(Selected excerpt):
#####

What is the experience of those persons living between
lamppost and park bench, park bench and lamppost? It beckons
listeners to come out to help. “When the streets are callin’, whatcha
gon’ do with it?” it asks. “Hear those
people fallin’, whatcha gon’ do for ’em?” As I was
sitting in my office pondering over the scripture text,
reading it and re-reading it, I happened to have “Walking in
the Shadows...” by the Neville Brothers playing on my
laptop. So I was reading “the Lord sent them on ahead of him
to every town and place...” while humming along to “the
streets are callin’, whatcha gon’ do with it, no more
sleeping, betta holla, holla.” Then I was reading “cure
the sick who are there and say that the Kingdom of God has
come near” while humming “you’ve been waiting for
answers to just fall from the trees, you’ll find cures for
this cancer in the souls that you feed.”
I'm
not sure just how long it took my slow brain to figure out
that these brothers of the funk music establishment were
singing about the Great Commission as understood through Luke
10. But
eventually I got there.
By
the way, I want to confess that my habit of finding helpful
insights for our Christian journeys in popular media is not
exactly conducive to, say, successful banter at a party: “So
how do you like that new album? Pretty funky, huh?” “Yeah,
and its commentary on the Trinitarian hermeneutic is totally
rad!” On the other hand, every time I listened to “Streets
are Callin’” this weekend, I did feel a certain
satisfaction that I was actually hard at work, “putting the
finishing touches on my sermon.”
Like
the Neville Brothers’ question, Jesus calls his followers
out into the streets, reminding them of the sick and the lost
in our midst, of those that we pass—and depending on how
we’re feeling on that day, whether we pass them on this or
that side of the road. Jesus calls out all of us, his
followers, asking: “Whatcha gon’ do for ’em?” If we
are truly to live as full followers of Christ, we can no
longer simply live as receivers of this promise and the
promises of redemption for ourselves. It seems that the
scripture is telling us today—and the echoes of the
scripture singing to us from the Neville Brothers CD is
saying—that we must spread the news and this hope for
redemption out into all the world, onto all the streets, to
all the persons.
As
we turn to the text today, watch for how
counter-contemporary-Christian-cultural this text really is.
The disciples are not told to attend a training on
faith-sharing before they go. They are not required to get
certified in church budgetary development. None of them went
to the Christian bookstore to pick up a “Jesus Is My Homie”
wristband or hot new inspirational punk rock CD. What is
required of them is their whole selves, which in reality has
so much more capability for evangelism than the thin veneer of
Christianity that many of us don every day. “Whatcha gon’
do for ’em?” Whatcha gon’ do with it?
I’m
struck, in Luke
10:1, that Jesus sends the disciples on ahead of him, in
pairs, to every town and place where he himself intends to go.
It seems that in their very organization, they communicate the
presence of the new community that Christ proclaims. These are
not hotshot preachers looking for a speaking circuit or radio
deal or a contemporary Christian service to preach at on
Sunday nights at 5 p.m. These are pairs. These are friends in
Christ, co-workers for Jesus and his Kingdom. And they don’t
go around announcing that with them and their
witness comes the Kingdom. But they come announcing that
Jesus will come. The disciples announce that the Kingdom
today, in this experience with us, is the Kingdom drawing
near, leaving open the possibility that soon the Kingdom will
arrive in all its splendor, that Jesus will arrive and appear
in all his personal glory.

#####

Reproduce the part of the sermon above word for word, starting at "It seems that in" and ending at "his personal glory.".

#####

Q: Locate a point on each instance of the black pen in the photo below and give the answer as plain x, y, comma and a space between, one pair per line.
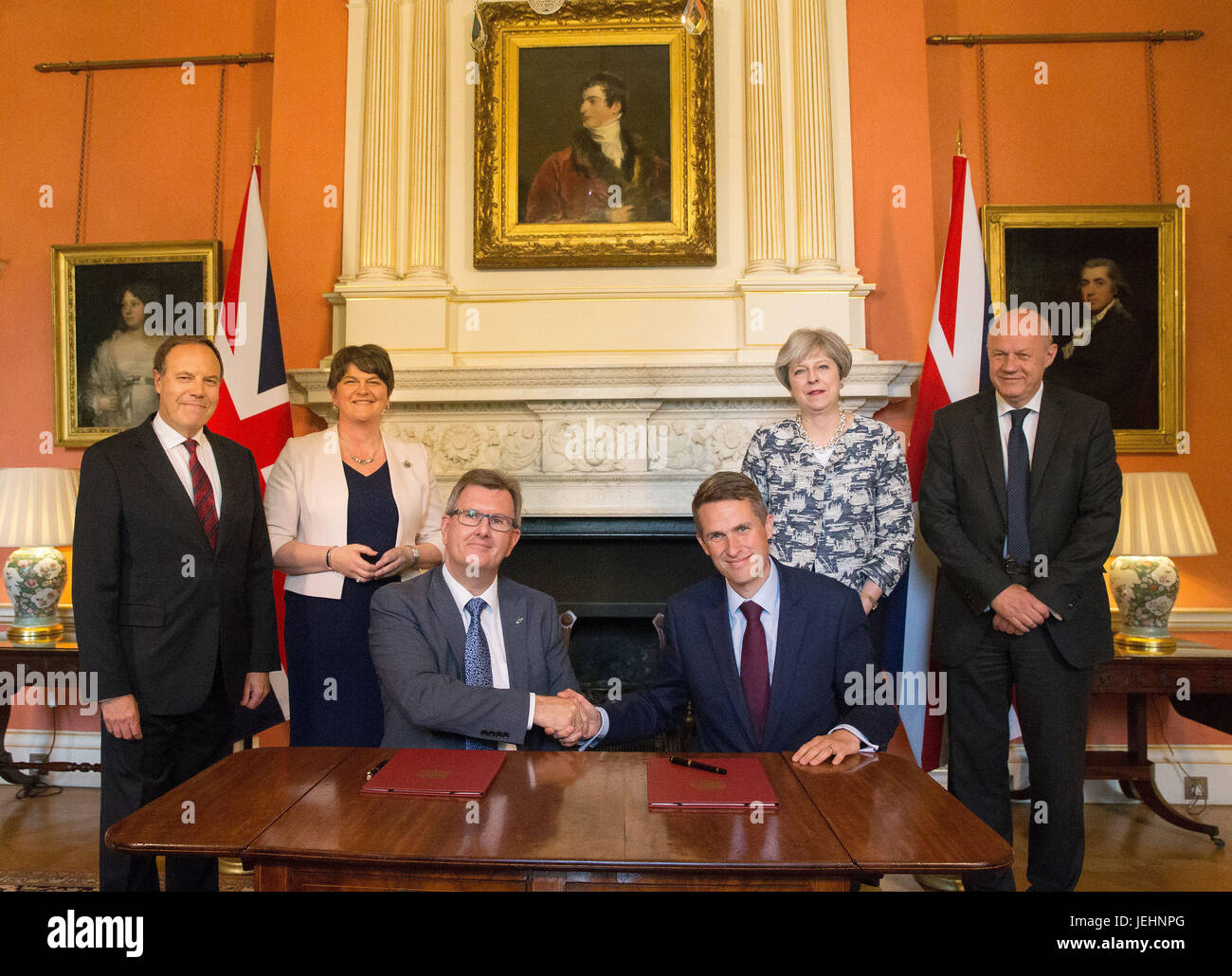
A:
695, 764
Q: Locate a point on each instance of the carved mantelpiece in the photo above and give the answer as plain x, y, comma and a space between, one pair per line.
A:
598, 440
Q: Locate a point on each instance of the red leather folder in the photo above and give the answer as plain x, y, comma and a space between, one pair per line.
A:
438, 773
669, 786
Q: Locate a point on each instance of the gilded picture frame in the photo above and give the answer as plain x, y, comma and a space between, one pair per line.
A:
549, 192
1112, 282
112, 306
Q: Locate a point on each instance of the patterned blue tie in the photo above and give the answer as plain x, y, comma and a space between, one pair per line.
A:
1018, 541
479, 660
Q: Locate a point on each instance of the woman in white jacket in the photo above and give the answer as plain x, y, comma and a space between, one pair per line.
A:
349, 511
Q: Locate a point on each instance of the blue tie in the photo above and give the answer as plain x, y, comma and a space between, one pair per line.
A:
1018, 545
479, 660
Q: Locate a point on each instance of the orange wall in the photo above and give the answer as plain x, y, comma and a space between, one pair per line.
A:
1082, 138
151, 168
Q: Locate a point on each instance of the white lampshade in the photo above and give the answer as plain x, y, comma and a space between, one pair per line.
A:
1161, 516
37, 505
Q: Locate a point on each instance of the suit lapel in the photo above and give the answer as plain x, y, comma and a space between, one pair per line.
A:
447, 616
1046, 433
792, 618
719, 631
988, 435
230, 477
513, 628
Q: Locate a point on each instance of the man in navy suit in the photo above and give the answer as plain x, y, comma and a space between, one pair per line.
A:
772, 657
173, 600
1021, 501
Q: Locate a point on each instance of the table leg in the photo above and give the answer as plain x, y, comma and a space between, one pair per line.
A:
1136, 721
8, 771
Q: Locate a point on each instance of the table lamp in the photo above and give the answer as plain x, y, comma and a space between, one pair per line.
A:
1159, 514
36, 514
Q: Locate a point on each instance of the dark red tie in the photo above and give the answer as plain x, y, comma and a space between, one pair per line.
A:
202, 496
755, 668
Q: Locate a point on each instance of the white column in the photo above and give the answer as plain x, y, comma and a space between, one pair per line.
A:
814, 168
426, 196
378, 228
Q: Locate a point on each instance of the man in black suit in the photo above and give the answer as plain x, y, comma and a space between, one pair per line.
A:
1021, 501
774, 659
173, 600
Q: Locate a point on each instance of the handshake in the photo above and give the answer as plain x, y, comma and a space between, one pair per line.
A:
568, 717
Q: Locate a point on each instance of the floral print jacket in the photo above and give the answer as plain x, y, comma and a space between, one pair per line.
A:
849, 519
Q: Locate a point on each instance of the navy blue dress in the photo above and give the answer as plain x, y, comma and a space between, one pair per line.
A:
329, 639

#####

(Your solution):
It seems that in their very organization, they communicate the
presence of the new community that Christ proclaims. These are
not hotshot preachers looking for a speaking circuit or radio
deal or a contemporary Christian service to preach at on
Sunday nights at 5 p.m. These are pairs. These are friends in
Christ, co-workers for Jesus and his Kingdom. And they don’t
go around announcing that with them and their
witness comes the Kingdom. But they come announcing that
Jesus will come. The disciples announce that the Kingdom
today, in this experience with us, is the Kingdom drawing
near, leaving open the possibility that soon the Kingdom will
arrive in all its splendor, that Jesus will arrive and appear
in all his personal glory.